While labor market conditions have improved markedly over the past few years, real wage growth remains disappointing. In this Chicago Fed Letter, we discuss the labor market conditions that have historically been associated with real wage growth. We document a strong correlation between real wage growth and medium-term unemployment and find a link between real wage growth and marginally attached labor force participants, particularly those working part time involuntarily for economic reasons.1 As of June 2014, labor market conditions had yet to revert fully to pre-recessionary levels. If 2005–07 labor market conditions had been restored by then, we estimate that average real wage growth would have been roughly one-half of a percentage point to 1 percentage point higher. We also find that the impact of slack labor market conditions on real wage growth is stronger for those workers at the bottom of the wage distribution.
Background
In figure 1, we plot quarterly real wage growth from 1979 through 2014, using three sources of average hourly wages from the U.S. Bureau of Labor Statistics (BLS): the Current Employment Survey, or CES (commonly referred to as the payroll survey); the Employment Cost Index, or ECI; and the Current Population Survey, or CPS (commonly referred to as the household survey). Real wage growth was particularly strong during the jobs boom of the late 1990s but has decelerated since then. During the 2008–09 recession, real wage growth fell but, perhaps surprisingly, not dramatically. Still, it has been slow to return to pre-2008 levels.
1. Real hourly wage growth, 1979–2014
Sources: U.S. Bureau of Labor Statistics, Current Employment Survey (CES) and Employment Cost Index (ECI), from Haver Analytics; authors’ calculations based on data from the U.S. Bureau of Labor Statistics, Current Population Survey (CPS).
Historically, the national unemployment rate has been a useful predictor of real wage growth. However, that relationship, dubbed the “wage Phillips curve,” broke down over the past five years. Given that the unemployment rate fell from a peak of 10% during 2009 to 6.1% in June 2014, the historical relationship between the unemployment rate and real wages would have predicted real wage growth to have been 3.6 percentage points higher by mid-2014, according to our calculations using BLS data. Instead, real wage growth has been relatively flat over the past few years.

- **What is asked**
Decide whether each statement below agrees with the text on real wage growth, answering yes or no and quoting the deciding words of the text. 1. The unemployment rate peaked at 10% during 2009. 2. Real wage growth fell dramatically during the 2008–09 recession. 3. Slack labor market conditions affect real wage growth more strongly for workers at the top of the wage distribution. The data that follow have no connection to the text on real wage growth.

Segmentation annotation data
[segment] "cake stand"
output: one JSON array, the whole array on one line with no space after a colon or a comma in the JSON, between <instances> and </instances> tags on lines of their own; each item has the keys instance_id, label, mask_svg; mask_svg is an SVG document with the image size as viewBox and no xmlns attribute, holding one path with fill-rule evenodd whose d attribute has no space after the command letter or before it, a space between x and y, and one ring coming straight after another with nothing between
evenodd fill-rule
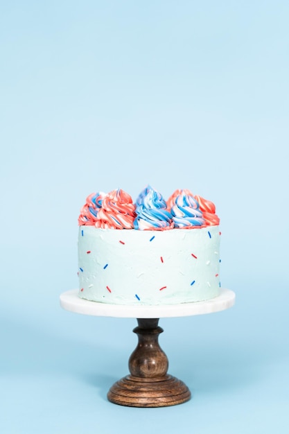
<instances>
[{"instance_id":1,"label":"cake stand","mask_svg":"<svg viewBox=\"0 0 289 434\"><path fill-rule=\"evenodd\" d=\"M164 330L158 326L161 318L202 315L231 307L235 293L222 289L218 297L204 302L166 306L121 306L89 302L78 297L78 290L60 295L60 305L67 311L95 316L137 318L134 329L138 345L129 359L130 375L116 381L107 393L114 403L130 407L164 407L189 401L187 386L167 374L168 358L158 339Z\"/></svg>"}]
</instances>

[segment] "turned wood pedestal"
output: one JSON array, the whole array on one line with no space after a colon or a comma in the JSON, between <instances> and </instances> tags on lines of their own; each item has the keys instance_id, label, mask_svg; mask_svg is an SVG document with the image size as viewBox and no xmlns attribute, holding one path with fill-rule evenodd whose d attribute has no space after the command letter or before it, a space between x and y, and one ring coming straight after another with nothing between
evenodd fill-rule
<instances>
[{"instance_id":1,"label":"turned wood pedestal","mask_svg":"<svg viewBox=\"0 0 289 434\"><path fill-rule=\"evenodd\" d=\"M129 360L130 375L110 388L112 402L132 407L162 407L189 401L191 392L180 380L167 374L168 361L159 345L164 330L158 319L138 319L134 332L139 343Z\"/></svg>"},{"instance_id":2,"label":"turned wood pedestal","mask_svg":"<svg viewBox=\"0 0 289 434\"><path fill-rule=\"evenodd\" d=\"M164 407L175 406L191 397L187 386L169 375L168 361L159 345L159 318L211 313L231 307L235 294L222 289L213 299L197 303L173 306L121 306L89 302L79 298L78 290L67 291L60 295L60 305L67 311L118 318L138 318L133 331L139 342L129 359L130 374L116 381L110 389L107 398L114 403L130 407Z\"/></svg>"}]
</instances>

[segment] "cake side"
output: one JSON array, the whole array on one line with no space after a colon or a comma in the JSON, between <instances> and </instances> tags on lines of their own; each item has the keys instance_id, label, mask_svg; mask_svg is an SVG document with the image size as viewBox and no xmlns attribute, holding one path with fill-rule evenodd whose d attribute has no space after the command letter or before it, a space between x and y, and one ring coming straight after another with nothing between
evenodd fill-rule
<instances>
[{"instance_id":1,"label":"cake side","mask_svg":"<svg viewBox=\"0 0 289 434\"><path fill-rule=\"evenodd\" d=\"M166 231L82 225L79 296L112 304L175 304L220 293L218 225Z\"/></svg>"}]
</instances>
---
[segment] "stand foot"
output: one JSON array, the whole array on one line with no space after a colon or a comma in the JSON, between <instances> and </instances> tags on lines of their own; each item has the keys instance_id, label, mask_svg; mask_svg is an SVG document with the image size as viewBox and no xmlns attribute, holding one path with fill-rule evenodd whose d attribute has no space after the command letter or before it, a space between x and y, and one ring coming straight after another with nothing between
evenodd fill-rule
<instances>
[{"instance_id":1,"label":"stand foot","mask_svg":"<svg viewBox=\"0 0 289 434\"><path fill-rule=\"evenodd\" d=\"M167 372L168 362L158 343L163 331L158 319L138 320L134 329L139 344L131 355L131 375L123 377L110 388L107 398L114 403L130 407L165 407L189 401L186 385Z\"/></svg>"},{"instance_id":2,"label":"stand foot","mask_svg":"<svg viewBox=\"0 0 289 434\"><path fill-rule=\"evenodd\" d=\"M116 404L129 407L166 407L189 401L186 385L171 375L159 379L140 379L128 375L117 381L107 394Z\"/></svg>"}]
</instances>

- **Response to this exercise**
1. Yes: "the unemployment rate fell from a peak of 10% during 2009 to 6.1% in June 2014"
2. No: "real wage growth fell but, perhaps surprisingly, not dramatically"
3. No: "the impact of slack labor market conditions on real wage growth is stronger for those workers at the bottom of the wage distribution"